Stated task
Reproduce word for word the stretch from "I’m sure why" through "like this song." in the reader comments below on what "it" means in "Single Ladies".
--- BEGIN Provided text ---
Dave thinks “it” does not mean “ring finger”:

So Beyonce is really saying “If you like my finger then you should have put a ring on my finger”? What does that mean? Is Beyonce’s boyfriend some kind of finger fetishist? Does he have photos of physically perfect fingers on his bedroom wall? Does he subscribe to Finger Monthly magazine?I think your interpretation of the pronoun subtext here is a little shaky.

Richard thinks “it” is beside the point:

On “Single Ladies”, I do not think what the pronoun refers to really matters. You can take the lyrics literally or not, but the point is clearly that the person should have committed to marriage or faced losing “it.”

I’m sure why this song would necessarily have to be considered feminist or anti-feminist. Its just about a guy who was unwilling to commit to the relationship and now is regretting it as the woman moves on. It might be misunderstood as feminist because a lot of women really empathize with and like this song.

Also just for fun to throw another interpretation of the “it” out there, I always thought “it” was the relationship. With the “put a ring on it” as a simple metaphor for committing to the relationship.

Gabrielle thinks “it” means “the relationship”:

I take the “it” to mean the relationship or the woman’s ring finger. Regardless, it’s all about the guy should’ve committed to the relationship if he wanted Beyonce to stay in his life. Feminist fall in love and when a relationship isn’t working for them they get out it. I think that’s a very feminist approach to relationships.
--- END Provided text ---
--- BEGIN Record extracts ---
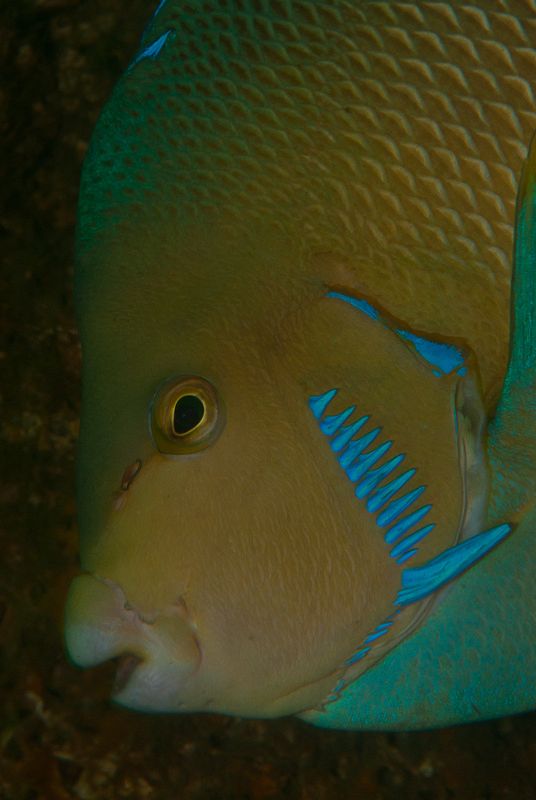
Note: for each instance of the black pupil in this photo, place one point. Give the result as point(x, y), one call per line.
point(188, 413)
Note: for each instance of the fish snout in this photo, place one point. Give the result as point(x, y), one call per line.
point(157, 651)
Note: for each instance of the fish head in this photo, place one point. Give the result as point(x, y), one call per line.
point(227, 563)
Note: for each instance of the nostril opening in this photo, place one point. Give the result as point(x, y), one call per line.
point(129, 474)
point(126, 664)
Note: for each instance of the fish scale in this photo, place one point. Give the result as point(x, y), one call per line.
point(404, 122)
point(258, 157)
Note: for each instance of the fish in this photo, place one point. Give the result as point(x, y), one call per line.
point(306, 290)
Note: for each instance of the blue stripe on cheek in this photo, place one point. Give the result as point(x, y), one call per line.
point(153, 50)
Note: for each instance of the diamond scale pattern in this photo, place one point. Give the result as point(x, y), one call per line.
point(392, 133)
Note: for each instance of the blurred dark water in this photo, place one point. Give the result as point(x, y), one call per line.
point(59, 736)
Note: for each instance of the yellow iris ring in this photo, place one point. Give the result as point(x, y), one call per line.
point(166, 438)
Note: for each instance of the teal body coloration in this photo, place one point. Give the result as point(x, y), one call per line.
point(307, 460)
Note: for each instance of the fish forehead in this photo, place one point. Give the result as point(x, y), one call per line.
point(389, 133)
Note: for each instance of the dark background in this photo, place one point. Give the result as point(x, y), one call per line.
point(59, 736)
--- END Record extracts ---
Answer for this exercise
I’m sure why this song would necessarily have to be considered feminist or anti-feminist. Its just about a guy who was unwilling to commit to the relationship and now is regretting it as the woman moves on. It might be misunderstood as feminist because a lot of women really empathize with and like this song.